**AIM OF THE TASK**
Please transcribe the passage on FISMA implementation from "The reference materials" to "documents for you.", word for word.

**EXCERPT PROVIDED**
---
Implementing FISMA is not cheap but you can consider the cost as paying an insurance premium rather than paying an insurance claim after your system has been invaded.  At that point, your organization will have no choice but to implement a similarly rigorous security program and absorb those costs in addition to all the costs of the government fines and customer compensation that will be required.  Like the old FRAM oil filer commercial said, “You can pay me now, or pay me later”.  Paying now is far less expensive.  The cost of the negative publicity and its effect on ongoing sales will dwarf the cost of implementing the program proactively.  Implementing a FISMA-level security program does not make your enterprise instantly immune to intrusions and loss.  It does help you prove that you took all due diligence to protect data while testifying in one of the myriad lawsuits that will occur after you have been hacked.

FISMA does allow some flexibility in implementation. Once you have identified a risk, you have the opportunity to develop controls ($$) or to document acceptance of the risk with sign-off by the assuming officer. Acceptance is much less expensive out-of-pocket but the assuming officer might very well have to later justify his actions in a court of law. Another strategy is to develop a POA&M (see below) and develop the security control as the milestone.

The reference materials for these standards are quite decentralized. I have created a short primer for navigating them below. Please keep in mind that I am an Enterprise Architect and not an Information Security professional. Ask an Information Security pro to interpret these documents for you.

FIPS 200 documents the Minimum Requirements for Federal Information Systems Security.  These are the minimum security requirements for US Government agency business systems; not black ops systems.

The security model is based upon a system criticality measure for confidentiality, integrity, and availability. FIPS 199 provides the guidance to determine System Criticality.
---
**GIVEN DATA**
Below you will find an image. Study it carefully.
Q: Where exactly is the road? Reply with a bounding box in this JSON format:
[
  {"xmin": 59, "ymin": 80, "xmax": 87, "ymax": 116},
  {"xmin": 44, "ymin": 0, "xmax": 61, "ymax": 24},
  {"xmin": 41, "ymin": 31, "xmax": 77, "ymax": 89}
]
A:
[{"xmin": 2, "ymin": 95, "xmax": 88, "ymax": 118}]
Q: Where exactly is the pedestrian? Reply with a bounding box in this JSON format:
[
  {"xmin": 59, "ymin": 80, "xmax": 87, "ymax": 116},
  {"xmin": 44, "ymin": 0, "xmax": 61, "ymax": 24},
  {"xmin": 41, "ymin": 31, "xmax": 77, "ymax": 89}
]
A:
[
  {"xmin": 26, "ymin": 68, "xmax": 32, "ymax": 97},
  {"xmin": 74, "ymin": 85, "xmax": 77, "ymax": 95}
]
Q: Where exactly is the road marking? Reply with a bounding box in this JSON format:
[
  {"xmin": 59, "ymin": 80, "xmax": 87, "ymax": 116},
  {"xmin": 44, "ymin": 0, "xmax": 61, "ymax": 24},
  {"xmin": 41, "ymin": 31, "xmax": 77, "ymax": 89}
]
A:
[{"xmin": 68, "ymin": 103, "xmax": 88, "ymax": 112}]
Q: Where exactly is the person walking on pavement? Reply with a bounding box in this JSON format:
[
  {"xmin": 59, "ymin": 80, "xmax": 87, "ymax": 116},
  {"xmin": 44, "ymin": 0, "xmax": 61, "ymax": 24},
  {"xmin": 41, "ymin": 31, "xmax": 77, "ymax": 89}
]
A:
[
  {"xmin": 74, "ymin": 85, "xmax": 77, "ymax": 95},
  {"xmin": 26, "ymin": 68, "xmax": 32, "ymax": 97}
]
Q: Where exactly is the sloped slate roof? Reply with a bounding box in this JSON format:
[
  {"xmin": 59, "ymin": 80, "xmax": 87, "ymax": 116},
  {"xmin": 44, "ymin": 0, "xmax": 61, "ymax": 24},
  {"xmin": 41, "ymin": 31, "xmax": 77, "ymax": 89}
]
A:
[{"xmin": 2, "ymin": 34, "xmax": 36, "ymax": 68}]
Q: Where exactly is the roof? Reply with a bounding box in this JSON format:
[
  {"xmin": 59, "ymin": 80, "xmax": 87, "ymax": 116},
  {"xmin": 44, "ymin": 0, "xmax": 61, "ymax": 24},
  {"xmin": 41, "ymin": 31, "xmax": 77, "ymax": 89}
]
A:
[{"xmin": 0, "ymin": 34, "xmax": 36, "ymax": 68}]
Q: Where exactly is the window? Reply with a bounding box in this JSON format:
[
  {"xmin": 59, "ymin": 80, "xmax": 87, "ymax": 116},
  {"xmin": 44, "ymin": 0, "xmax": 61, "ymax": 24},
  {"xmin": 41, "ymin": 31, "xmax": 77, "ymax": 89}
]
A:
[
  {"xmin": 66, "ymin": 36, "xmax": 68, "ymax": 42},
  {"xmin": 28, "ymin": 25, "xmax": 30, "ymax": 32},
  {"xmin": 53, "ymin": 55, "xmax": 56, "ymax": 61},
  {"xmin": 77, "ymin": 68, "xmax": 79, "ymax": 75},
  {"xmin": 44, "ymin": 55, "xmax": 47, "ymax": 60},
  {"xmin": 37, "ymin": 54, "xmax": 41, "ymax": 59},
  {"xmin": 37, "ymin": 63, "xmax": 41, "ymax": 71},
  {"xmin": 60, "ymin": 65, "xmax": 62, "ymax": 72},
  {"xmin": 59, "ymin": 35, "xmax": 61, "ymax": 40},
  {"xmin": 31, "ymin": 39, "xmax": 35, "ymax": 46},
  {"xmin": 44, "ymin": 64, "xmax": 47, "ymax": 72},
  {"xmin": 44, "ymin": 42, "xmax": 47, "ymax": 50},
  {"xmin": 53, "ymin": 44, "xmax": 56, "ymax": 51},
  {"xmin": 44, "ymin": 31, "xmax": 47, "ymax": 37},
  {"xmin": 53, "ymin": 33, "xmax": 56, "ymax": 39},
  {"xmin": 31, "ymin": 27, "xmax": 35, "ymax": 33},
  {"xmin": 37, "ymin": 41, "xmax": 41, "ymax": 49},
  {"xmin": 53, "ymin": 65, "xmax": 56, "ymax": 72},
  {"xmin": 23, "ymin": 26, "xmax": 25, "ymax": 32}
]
---
**WRITTEN SOLUTION**
The reference materials for these standards are quite decentralized. I have created a short primer for navigating them below. Please keep in mind that I am an Enterprise Architect and not an Information Security professional. Ask an Information Security pro to interpret these documents for you.